• Things to do:
**1.** Using the post on genetic research and disease, decide whether each statement agrees with it: (a) The quoted report says genetic predispositions play a negligible role in heart disease. (b) The quoted report says environment can satisfactorily explain most common diseases. (c) The quoted report attributes the death toll from common Western diseases mainly to genetic predispositions. Answer yes or no for each, quoting the words that decide it.
**2.** Carry on the post on genetic research and disease from its last line, keeping the tone of the quoted report.

• Text for analysis:
Die Medien berichten in regelmaessigen Abstaenden von Forschungen, die bald diese oder jene Krankheit durch Gentechnik abschaffen soll. Es ist immer nur noch eine Frage von wenigen Jahren. Tatsaechliche Resultate gibt es jedoch fast keine. Dagegen wird ueber die Rolle von Ernaehrung und Umwelteinfluessen bei den Krankheiten der Industriegesellschaften kaum berichtet.
Ich zitiere einige Stellen aus dem folgenden Bericht, der sich mit den Problemen der Genforschung beschaeftigt.
The Great DNA Data Deficit: Are Genes for Disease a Mirage?
http://www.bioscienceresource.org/comme ... .php?id=46
… according to the best available data, genetic predispositions (i.e. causes) have a negligible role in heart disease, cancer, stroke, autoimmune diseases, obesity, autism, Parkinson’s disease, depression, schizophrenia and many other common mental and physical illnesses that are the major killers in Western countries.
… genetic predispositions as significant factors in the prevalence of common diseases are refuted. …
And of course, if the enormous death toll from common Western diseases cannot be attributed to genetic predispositions it must predominantly originate in our wider environment. In other words, diet, lifestyle and chemical exposures, to name a few of the possibilities.
… Furthermore, for most common diseases there exists plentiful evidence that environment, and not genes, can satisfactorily explain their existence.
… genes are not important causes of major diseases.

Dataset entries
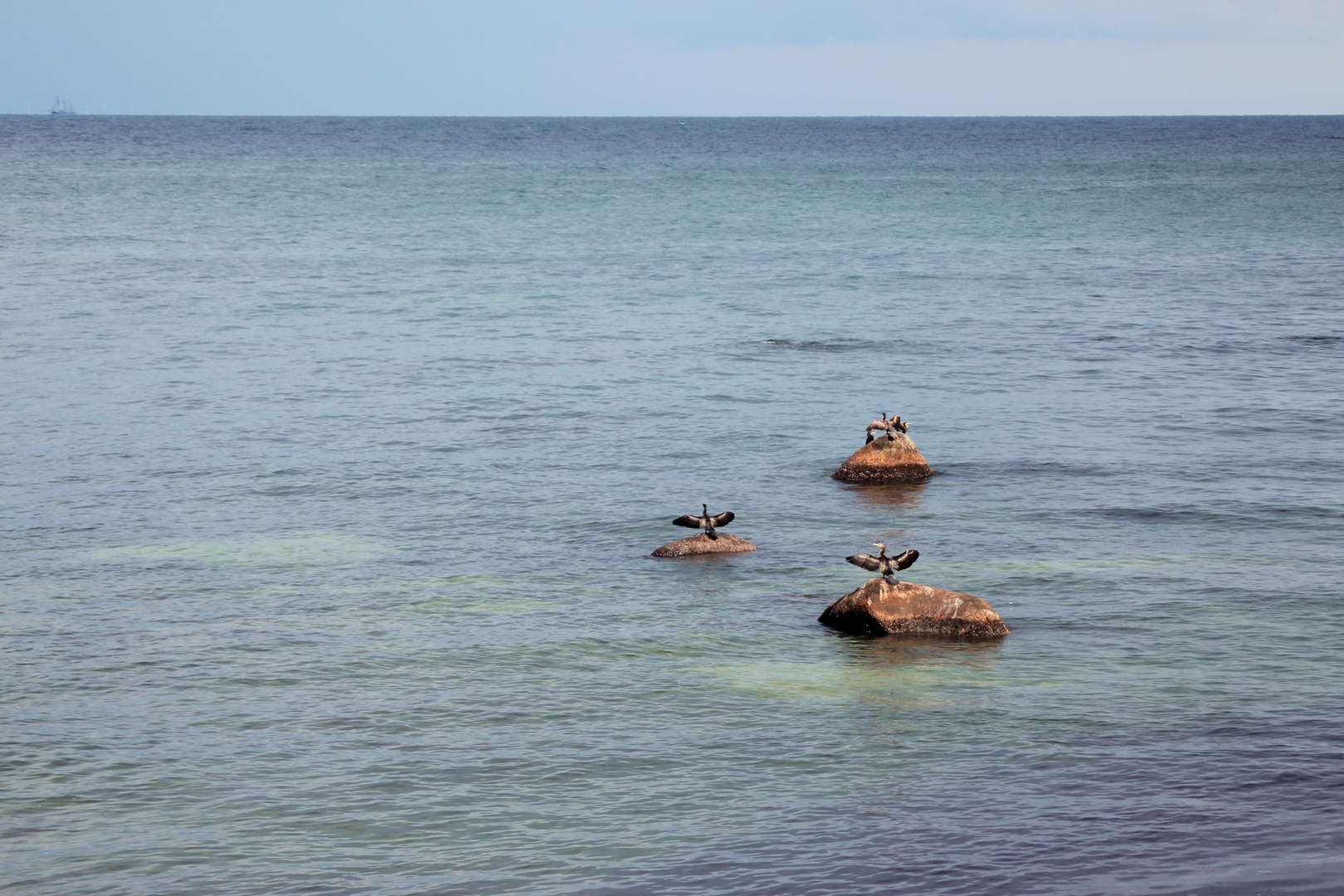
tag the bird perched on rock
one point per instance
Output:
(890, 427)
(704, 522)
(884, 564)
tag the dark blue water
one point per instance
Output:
(332, 453)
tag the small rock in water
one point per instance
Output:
(702, 544)
(884, 460)
(878, 607)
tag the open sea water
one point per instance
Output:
(332, 453)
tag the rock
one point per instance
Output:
(882, 461)
(878, 607)
(702, 544)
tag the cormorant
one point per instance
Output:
(704, 522)
(882, 563)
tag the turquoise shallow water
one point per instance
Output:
(332, 453)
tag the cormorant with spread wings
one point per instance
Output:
(882, 564)
(704, 522)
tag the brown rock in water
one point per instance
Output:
(906, 607)
(702, 544)
(884, 460)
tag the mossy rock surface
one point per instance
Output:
(906, 607)
(884, 461)
(698, 544)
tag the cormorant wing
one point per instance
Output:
(866, 561)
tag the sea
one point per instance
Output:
(332, 453)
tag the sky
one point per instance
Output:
(687, 58)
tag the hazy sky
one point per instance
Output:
(689, 58)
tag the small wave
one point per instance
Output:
(819, 345)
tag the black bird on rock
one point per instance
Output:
(704, 522)
(884, 566)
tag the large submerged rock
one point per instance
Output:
(884, 460)
(702, 544)
(906, 607)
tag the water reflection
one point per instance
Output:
(890, 652)
(906, 496)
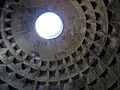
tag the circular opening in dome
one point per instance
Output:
(49, 25)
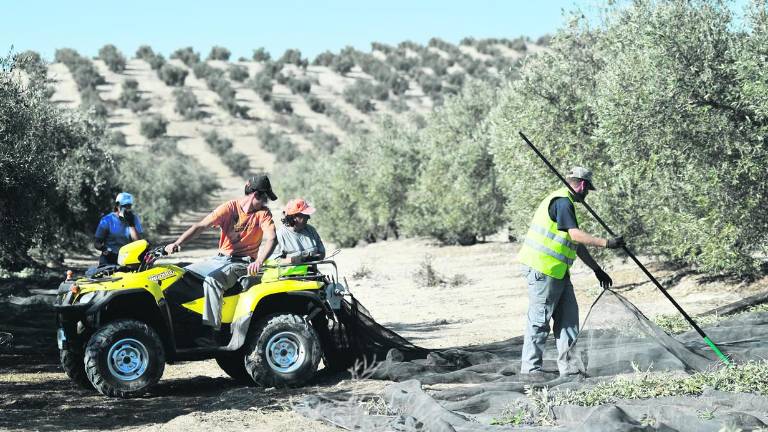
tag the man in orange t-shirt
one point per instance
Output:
(244, 223)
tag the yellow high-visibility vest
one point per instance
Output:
(546, 249)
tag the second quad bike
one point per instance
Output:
(119, 326)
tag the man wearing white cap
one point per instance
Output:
(552, 244)
(117, 228)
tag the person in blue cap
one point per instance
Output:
(117, 229)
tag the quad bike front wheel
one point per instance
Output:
(124, 358)
(284, 350)
(73, 364)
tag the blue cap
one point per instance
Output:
(124, 198)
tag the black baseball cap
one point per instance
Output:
(260, 183)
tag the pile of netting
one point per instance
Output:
(480, 388)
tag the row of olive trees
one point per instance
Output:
(665, 101)
(398, 179)
(61, 170)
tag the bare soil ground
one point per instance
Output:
(35, 393)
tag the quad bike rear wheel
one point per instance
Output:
(284, 350)
(124, 358)
(73, 364)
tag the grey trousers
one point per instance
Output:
(221, 273)
(549, 299)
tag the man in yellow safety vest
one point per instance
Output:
(551, 245)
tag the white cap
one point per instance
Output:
(124, 198)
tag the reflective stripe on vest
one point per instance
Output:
(547, 249)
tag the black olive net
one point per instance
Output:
(471, 388)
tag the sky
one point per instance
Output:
(241, 26)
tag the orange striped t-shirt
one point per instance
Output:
(241, 232)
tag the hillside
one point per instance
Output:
(309, 106)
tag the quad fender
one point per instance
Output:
(293, 302)
(138, 304)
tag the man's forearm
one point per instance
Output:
(584, 238)
(189, 234)
(266, 249)
(586, 258)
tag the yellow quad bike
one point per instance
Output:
(119, 326)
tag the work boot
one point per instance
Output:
(207, 338)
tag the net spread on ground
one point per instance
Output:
(480, 388)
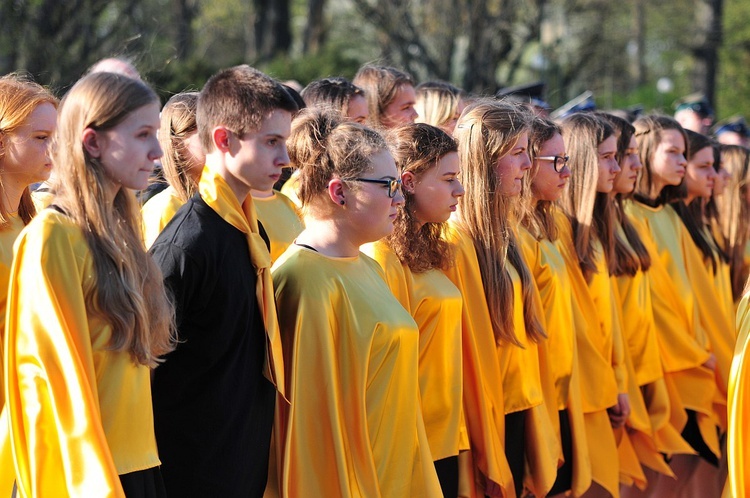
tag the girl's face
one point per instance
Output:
(370, 210)
(701, 175)
(549, 183)
(26, 158)
(512, 166)
(357, 109)
(608, 167)
(128, 151)
(722, 179)
(401, 109)
(436, 191)
(630, 166)
(195, 158)
(668, 162)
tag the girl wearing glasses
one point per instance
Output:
(412, 257)
(543, 186)
(687, 362)
(354, 425)
(505, 386)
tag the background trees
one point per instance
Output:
(616, 49)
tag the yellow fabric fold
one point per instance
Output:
(217, 194)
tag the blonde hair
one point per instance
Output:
(128, 290)
(381, 85)
(487, 131)
(539, 220)
(19, 96)
(437, 102)
(322, 146)
(583, 133)
(734, 212)
(177, 122)
(417, 148)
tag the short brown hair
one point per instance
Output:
(381, 85)
(239, 98)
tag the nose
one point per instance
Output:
(459, 190)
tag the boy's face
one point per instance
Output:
(258, 156)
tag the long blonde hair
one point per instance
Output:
(583, 133)
(128, 291)
(487, 131)
(734, 212)
(19, 96)
(177, 122)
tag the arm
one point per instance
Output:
(59, 445)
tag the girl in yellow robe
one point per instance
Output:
(548, 177)
(353, 425)
(592, 145)
(88, 316)
(685, 349)
(412, 257)
(182, 163)
(651, 433)
(28, 118)
(507, 386)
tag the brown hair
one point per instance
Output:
(734, 212)
(239, 98)
(648, 131)
(177, 122)
(418, 148)
(334, 92)
(583, 133)
(540, 220)
(437, 102)
(381, 85)
(630, 255)
(19, 96)
(324, 146)
(487, 131)
(128, 290)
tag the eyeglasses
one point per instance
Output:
(558, 162)
(393, 185)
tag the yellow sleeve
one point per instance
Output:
(739, 405)
(59, 445)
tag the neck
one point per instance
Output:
(216, 163)
(328, 237)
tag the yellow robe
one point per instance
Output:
(353, 426)
(435, 303)
(650, 403)
(80, 414)
(683, 341)
(603, 373)
(555, 297)
(157, 212)
(280, 219)
(739, 406)
(498, 380)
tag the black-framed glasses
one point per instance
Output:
(393, 185)
(558, 162)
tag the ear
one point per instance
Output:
(408, 181)
(92, 142)
(221, 138)
(336, 191)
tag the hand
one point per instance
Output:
(619, 413)
(711, 362)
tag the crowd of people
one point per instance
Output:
(368, 288)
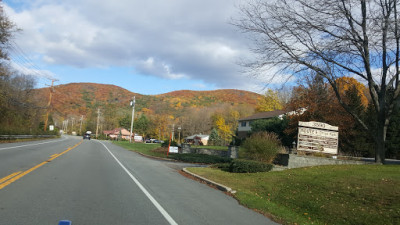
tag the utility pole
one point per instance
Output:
(173, 132)
(80, 127)
(98, 120)
(132, 104)
(48, 104)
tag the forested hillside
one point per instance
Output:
(194, 111)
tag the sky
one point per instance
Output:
(147, 47)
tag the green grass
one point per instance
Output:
(348, 194)
(200, 158)
(147, 149)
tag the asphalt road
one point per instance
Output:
(95, 182)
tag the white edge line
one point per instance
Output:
(19, 146)
(156, 204)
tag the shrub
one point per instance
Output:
(248, 166)
(200, 158)
(262, 146)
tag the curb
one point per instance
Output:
(219, 186)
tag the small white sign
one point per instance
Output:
(173, 149)
(318, 137)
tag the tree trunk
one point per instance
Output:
(380, 140)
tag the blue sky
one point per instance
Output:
(147, 47)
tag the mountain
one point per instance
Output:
(73, 101)
(79, 98)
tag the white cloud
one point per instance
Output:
(177, 39)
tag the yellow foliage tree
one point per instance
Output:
(269, 102)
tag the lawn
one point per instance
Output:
(348, 194)
(220, 148)
(147, 149)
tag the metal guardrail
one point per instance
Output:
(2, 137)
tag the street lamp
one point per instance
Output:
(132, 104)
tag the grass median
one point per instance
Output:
(348, 194)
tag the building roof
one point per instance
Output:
(264, 115)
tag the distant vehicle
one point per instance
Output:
(87, 135)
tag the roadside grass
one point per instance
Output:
(345, 194)
(147, 149)
(220, 148)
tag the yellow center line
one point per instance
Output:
(9, 176)
(10, 179)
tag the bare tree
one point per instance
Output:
(357, 38)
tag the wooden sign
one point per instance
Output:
(318, 137)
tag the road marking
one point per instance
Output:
(21, 174)
(9, 176)
(19, 146)
(153, 200)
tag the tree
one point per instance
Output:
(356, 38)
(319, 99)
(269, 102)
(141, 125)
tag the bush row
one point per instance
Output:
(200, 158)
(248, 166)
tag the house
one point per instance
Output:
(197, 139)
(245, 123)
(117, 133)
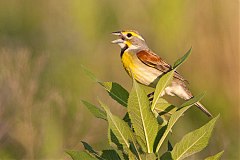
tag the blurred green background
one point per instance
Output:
(43, 44)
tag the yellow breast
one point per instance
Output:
(128, 62)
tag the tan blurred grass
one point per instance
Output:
(43, 44)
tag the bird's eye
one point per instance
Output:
(129, 35)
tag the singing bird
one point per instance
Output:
(146, 67)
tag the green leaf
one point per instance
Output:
(182, 59)
(176, 115)
(144, 123)
(110, 155)
(163, 107)
(120, 128)
(194, 141)
(148, 156)
(193, 100)
(90, 150)
(97, 112)
(215, 157)
(166, 156)
(169, 146)
(117, 92)
(113, 141)
(80, 155)
(163, 82)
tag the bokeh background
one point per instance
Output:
(44, 43)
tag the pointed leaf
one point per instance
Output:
(163, 107)
(175, 116)
(97, 112)
(80, 155)
(120, 128)
(90, 150)
(194, 141)
(193, 100)
(148, 156)
(183, 59)
(169, 146)
(117, 92)
(215, 157)
(110, 155)
(166, 156)
(163, 82)
(144, 123)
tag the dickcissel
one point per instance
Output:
(146, 67)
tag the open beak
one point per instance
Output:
(121, 38)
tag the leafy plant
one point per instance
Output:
(142, 131)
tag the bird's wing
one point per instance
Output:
(153, 60)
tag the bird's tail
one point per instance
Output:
(201, 107)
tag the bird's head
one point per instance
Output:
(129, 39)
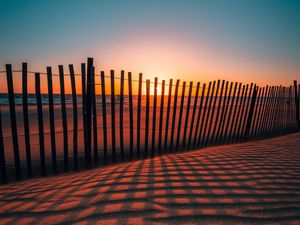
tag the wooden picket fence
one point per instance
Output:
(181, 117)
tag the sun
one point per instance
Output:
(152, 90)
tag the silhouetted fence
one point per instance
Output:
(108, 119)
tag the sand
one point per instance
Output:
(250, 183)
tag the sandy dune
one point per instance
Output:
(249, 183)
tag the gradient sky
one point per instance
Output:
(200, 40)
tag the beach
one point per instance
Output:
(250, 183)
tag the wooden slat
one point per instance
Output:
(64, 117)
(180, 115)
(25, 119)
(121, 115)
(103, 95)
(161, 116)
(201, 112)
(2, 154)
(205, 133)
(147, 118)
(174, 115)
(192, 125)
(75, 117)
(237, 119)
(130, 115)
(88, 114)
(226, 131)
(260, 113)
(250, 115)
(83, 97)
(222, 117)
(113, 118)
(52, 120)
(245, 112)
(94, 118)
(212, 115)
(216, 123)
(168, 115)
(297, 104)
(39, 105)
(240, 114)
(13, 121)
(138, 131)
(235, 105)
(154, 117)
(187, 114)
(256, 112)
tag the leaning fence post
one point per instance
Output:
(249, 120)
(297, 104)
(2, 154)
(51, 120)
(75, 116)
(39, 105)
(64, 117)
(154, 117)
(25, 118)
(88, 111)
(13, 121)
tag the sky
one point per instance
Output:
(193, 40)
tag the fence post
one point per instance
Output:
(75, 117)
(13, 121)
(39, 105)
(180, 115)
(94, 116)
(168, 115)
(64, 117)
(51, 120)
(187, 115)
(174, 115)
(121, 116)
(154, 117)
(25, 119)
(249, 120)
(161, 116)
(103, 95)
(147, 117)
(297, 104)
(130, 114)
(2, 154)
(88, 110)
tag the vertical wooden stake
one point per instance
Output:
(180, 115)
(13, 121)
(174, 115)
(187, 116)
(2, 154)
(113, 119)
(154, 117)
(138, 131)
(130, 114)
(121, 115)
(161, 116)
(192, 126)
(168, 115)
(297, 104)
(25, 119)
(64, 117)
(103, 95)
(147, 117)
(52, 120)
(39, 105)
(75, 117)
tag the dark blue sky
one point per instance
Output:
(254, 40)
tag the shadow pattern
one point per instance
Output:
(250, 183)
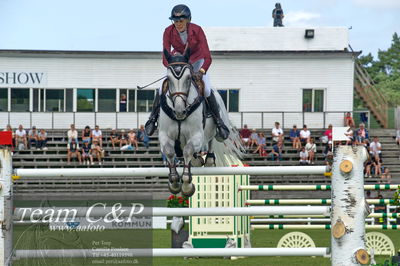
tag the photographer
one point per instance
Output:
(277, 15)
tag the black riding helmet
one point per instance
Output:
(180, 12)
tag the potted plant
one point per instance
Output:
(178, 232)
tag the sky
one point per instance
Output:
(137, 25)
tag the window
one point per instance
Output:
(20, 100)
(3, 100)
(107, 100)
(131, 100)
(145, 100)
(313, 100)
(231, 99)
(69, 100)
(86, 100)
(55, 100)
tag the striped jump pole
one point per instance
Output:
(312, 187)
(316, 226)
(170, 252)
(213, 171)
(308, 201)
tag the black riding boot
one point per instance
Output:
(151, 126)
(222, 129)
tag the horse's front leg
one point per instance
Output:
(174, 181)
(192, 147)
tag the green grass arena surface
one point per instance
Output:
(35, 236)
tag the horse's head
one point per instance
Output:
(179, 81)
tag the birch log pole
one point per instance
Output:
(5, 207)
(349, 208)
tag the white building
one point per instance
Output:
(278, 71)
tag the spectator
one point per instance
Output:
(42, 140)
(311, 148)
(375, 149)
(73, 151)
(327, 135)
(262, 142)
(96, 134)
(132, 139)
(328, 148)
(33, 138)
(72, 134)
(123, 139)
(277, 133)
(362, 131)
(87, 153)
(329, 159)
(277, 150)
(20, 138)
(9, 128)
(245, 136)
(305, 135)
(348, 120)
(253, 139)
(295, 137)
(114, 138)
(377, 167)
(386, 177)
(350, 134)
(142, 136)
(122, 103)
(303, 156)
(86, 135)
(367, 167)
(96, 150)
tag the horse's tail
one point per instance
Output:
(231, 147)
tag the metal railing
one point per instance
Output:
(261, 120)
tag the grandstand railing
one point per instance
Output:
(263, 120)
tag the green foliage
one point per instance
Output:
(385, 71)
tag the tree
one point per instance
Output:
(386, 70)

• Task-by-task outputs:
**1.**
(a) Yes: "genetic predispositions (i.e. causes) have a negligible role in heart disease"
(b) Yes: "for most common diseases there exists plentiful evidence that environment, and not genes, can satisfactorily explain their existence"
(c) No: "if the enormous death toll from common Western diseases cannot be attributed to genetic predispositions it must predominantly originate in our wider environment"

**2.**
A perennial feature of research into human health has always been the mountain of evidence that environment is overwhelmingly important in disease. People who migrate acquire the spectrum of diseases of their adopted country. Populations who take up Western habits, or move to cities with Western lifestyles, acquire Western diseases, and so on …
Genetic determinist ideas, especially in the form of explanations for health and disease, are powerful forces in our society …
Politicians like genetic determinism as a theory of disease because it substantially reduces their responsibility for people’s ill-health. By shifting blame towards individuals and their genetic ‘predispositions’ it greatly dilutes the pressure they may feel to regulate, ban, or tax harmful products and contaminants, courses of action that typically offend their business constituents. For a politician, therefore, spending tax dollars on medical genetics is an easy and even popular decision.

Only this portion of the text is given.